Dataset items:
[start]
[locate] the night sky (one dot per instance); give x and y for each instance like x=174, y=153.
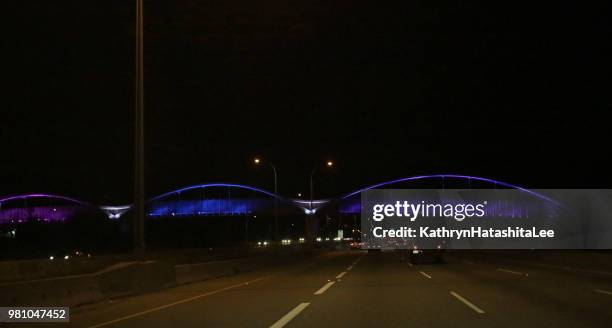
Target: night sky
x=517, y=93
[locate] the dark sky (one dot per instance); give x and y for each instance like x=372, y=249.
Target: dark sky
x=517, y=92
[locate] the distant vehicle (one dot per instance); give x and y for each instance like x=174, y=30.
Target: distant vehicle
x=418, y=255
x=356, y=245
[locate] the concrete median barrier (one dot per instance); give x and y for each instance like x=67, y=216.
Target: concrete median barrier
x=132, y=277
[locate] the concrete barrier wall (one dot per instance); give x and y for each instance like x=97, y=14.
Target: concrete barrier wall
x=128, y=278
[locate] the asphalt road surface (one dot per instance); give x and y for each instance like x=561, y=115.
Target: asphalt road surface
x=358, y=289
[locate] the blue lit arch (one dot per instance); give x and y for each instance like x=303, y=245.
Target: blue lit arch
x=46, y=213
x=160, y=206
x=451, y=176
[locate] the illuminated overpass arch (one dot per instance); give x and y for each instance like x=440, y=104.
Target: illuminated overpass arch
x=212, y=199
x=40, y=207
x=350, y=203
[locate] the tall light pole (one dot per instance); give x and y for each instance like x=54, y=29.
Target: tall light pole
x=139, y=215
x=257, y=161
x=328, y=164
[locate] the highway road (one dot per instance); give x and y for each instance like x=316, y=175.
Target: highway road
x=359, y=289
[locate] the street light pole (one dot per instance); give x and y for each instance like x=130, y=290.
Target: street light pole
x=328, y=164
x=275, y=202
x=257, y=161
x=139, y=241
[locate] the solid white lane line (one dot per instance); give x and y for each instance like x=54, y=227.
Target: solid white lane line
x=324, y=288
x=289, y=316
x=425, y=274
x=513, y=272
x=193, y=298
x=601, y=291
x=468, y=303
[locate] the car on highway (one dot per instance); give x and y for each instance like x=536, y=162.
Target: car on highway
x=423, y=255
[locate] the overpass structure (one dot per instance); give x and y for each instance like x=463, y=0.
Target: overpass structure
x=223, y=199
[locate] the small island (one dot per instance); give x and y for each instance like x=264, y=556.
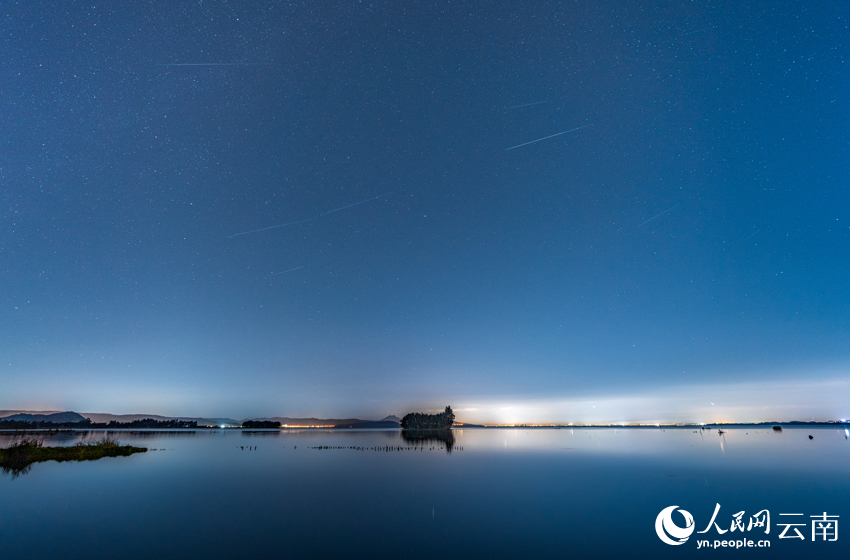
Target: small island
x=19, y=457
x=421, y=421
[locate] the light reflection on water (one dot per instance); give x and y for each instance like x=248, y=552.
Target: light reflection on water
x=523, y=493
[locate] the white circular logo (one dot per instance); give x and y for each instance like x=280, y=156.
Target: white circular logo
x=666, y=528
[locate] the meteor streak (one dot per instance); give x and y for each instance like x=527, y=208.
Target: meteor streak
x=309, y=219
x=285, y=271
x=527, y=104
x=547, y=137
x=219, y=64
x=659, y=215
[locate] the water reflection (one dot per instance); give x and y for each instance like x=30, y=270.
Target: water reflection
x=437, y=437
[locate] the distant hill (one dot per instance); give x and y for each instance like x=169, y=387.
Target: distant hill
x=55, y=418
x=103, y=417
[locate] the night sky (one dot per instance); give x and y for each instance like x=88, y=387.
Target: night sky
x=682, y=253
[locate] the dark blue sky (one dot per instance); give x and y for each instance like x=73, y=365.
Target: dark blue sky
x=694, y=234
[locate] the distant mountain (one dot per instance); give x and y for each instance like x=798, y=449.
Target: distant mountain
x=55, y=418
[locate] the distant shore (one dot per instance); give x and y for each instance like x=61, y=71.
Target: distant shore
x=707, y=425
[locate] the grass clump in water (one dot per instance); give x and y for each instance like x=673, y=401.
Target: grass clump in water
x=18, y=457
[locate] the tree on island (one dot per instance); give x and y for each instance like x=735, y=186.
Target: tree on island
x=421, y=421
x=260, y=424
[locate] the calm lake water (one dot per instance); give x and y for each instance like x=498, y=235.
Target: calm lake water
[end]
• **BRIEF**:
Reproduce every row above word for word, leaving out the pictures.

• **TASK ANSWER**:
[locate] the night sky (one dot per instance); give x and y for each instance like x=174, y=153.
Target: night sky
x=517, y=93
[locate] the dark sky (one dot per instance); give x and y for each instance like x=372, y=249.
Target: dark sky
x=517, y=92
[locate] the distant vehicle (one dot per instance); give x and y for each instance like x=174, y=30.
Target: distant vehicle
x=418, y=255
x=356, y=245
[locate] the concrete median barrier (one dot per instance); give x and y for each instance like x=67, y=216.
Target: concrete median barrier
x=132, y=277
[locate] the concrete barrier wall (one dot per instance); give x and y for each instance like x=97, y=14.
Target: concrete barrier wall
x=128, y=278
[locate] the asphalt road surface (one dot per instance); give x and y for each instance like x=561, y=115.
Target: asphalt road surface
x=358, y=289
[locate] the blue lit arch (one dot per instance); give x and y for each instance like x=303, y=245.
Target: blue lit arch
x=46, y=213
x=160, y=206
x=451, y=176
[locate] the illuminated overpass arch (one dot per instance); give x and y for each instance like x=440, y=104.
Target: illuminated overpass arch
x=212, y=199
x=40, y=207
x=350, y=203
[locate] the tall light pole (one dot per instance); give x and y for each instance like x=54, y=29.
Target: tall light pole
x=139, y=215
x=257, y=161
x=328, y=164
[locate] the highway road (one dot per instance); give x and y for each instance like x=316, y=175.
Target: highway road
x=359, y=289
[locate] the street light pole (one dot per instance); give x and y for each instance like x=130, y=290.
Target: street light pole
x=328, y=164
x=275, y=202
x=257, y=161
x=139, y=241
[locate] the solid white lane line (one dot per instance); give x and y for each instance like x=54, y=227.
Target: solid white lane line
x=324, y=288
x=289, y=316
x=425, y=274
x=513, y=272
x=193, y=298
x=601, y=291
x=468, y=303
[locate] the car on highway (one dot per instance); give x and y for each instance like x=536, y=162.
Target: car on highway
x=423, y=255
[locate] the overpass structure (one dot per instance); give x and y for each instance like x=463, y=0.
Target: overpass structure
x=223, y=199
[locate] the small island (one dot per instance); give x and y for each instance like x=264, y=556.
Target: small island
x=19, y=457
x=421, y=421
[locate] the light reflection on water (one dot per instance); give x and y for each instance like x=248, y=552.
Target: light reflection on water
x=523, y=493
[locate] the white circular logo (one dot per instance); give x and y for each instance like x=280, y=156.
Target: white circular logo
x=666, y=528
[locate] the meteor streak (one dot per instance); give x and y for each instance like x=527, y=208.
Target: meteor streak
x=309, y=219
x=285, y=271
x=527, y=104
x=547, y=137
x=219, y=64
x=659, y=215
[locate] the water reflection (one dot per instance); give x and y for each instance like x=30, y=270.
Target: water reflection
x=437, y=437
[locate] the distant hill (one dot per instance); give x and y for each instance like x=169, y=387.
Target: distant hill
x=55, y=418
x=103, y=417
[locate] the night sky (one dot per instance); give x and y for each instance like x=88, y=387.
Target: night sky
x=682, y=253
[locate] the dark blue sky (one dot per instance); give x and y for each instance like x=73, y=365.
Target: dark blue sky
x=694, y=234
[locate] the distant mountain (one dot per instance); give x and y for each instance like x=798, y=449.
Target: distant mountain
x=55, y=418
[locate] the distant shore (one dot per instance); give x and y for each instance like x=61, y=71.
Target: distant shore
x=707, y=425
[locate] the grass clump in water (one dot per instance); give x and y for each instance like x=673, y=401.
Target: grass clump in water
x=18, y=457
[locate] the tree on island (one dot per instance); give x and y for each instance like x=735, y=186.
Target: tree on island
x=421, y=421
x=260, y=424
[locate] the calm lake water (one dot per instance); give x and y for each instance like x=498, y=235.
Target: calm lake water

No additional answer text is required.